Records provided:
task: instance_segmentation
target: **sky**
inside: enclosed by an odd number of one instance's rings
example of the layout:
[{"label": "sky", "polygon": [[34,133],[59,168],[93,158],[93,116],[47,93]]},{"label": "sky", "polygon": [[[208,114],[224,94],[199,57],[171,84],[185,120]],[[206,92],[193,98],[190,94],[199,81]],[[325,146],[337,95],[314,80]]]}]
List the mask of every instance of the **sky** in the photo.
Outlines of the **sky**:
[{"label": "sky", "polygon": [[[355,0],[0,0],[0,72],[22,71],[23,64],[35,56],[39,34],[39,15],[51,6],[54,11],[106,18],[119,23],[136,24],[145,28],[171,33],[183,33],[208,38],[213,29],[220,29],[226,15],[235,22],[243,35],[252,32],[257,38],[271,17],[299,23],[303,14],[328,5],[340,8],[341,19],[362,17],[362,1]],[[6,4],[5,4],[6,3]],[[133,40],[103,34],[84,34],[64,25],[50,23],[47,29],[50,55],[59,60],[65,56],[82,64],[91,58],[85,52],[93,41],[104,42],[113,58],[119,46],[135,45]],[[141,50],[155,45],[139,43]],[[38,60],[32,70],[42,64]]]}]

The problem:
Without changing a single word, reproduce the entries above.

Written response:
task: instance_segmentation
target: **sky**
inside: enclosed by an odd number of one instance's rings
example of the layout:
[{"label": "sky", "polygon": [[34,133],[59,168],[93,158],[93,116],[47,93]]},{"label": "sky", "polygon": [[[208,114],[224,94],[199,57],[171,84],[185,120]],[[206,92],[193,98],[190,94],[199,81]],[[325,146],[337,95],[314,80]]]}]
List the mask of every instance of the **sky** in the photo.
Outlines of the **sky**:
[{"label": "sky", "polygon": [[[355,0],[0,0],[0,72],[22,71],[23,64],[35,56],[39,34],[39,15],[51,6],[54,11],[106,18],[119,23],[136,24],[145,28],[171,33],[183,33],[208,38],[213,29],[220,29],[226,15],[235,22],[243,35],[252,32],[257,38],[271,17],[299,23],[303,14],[328,5],[340,8],[341,19],[362,17],[362,1]],[[6,4],[5,4],[6,3]],[[133,40],[103,34],[84,34],[64,25],[50,23],[47,29],[50,55],[59,60],[65,56],[82,64],[91,58],[85,52],[93,41],[104,42],[113,58],[119,46],[135,45]],[[141,50],[155,45],[139,43]],[[38,60],[32,70],[42,64]]]}]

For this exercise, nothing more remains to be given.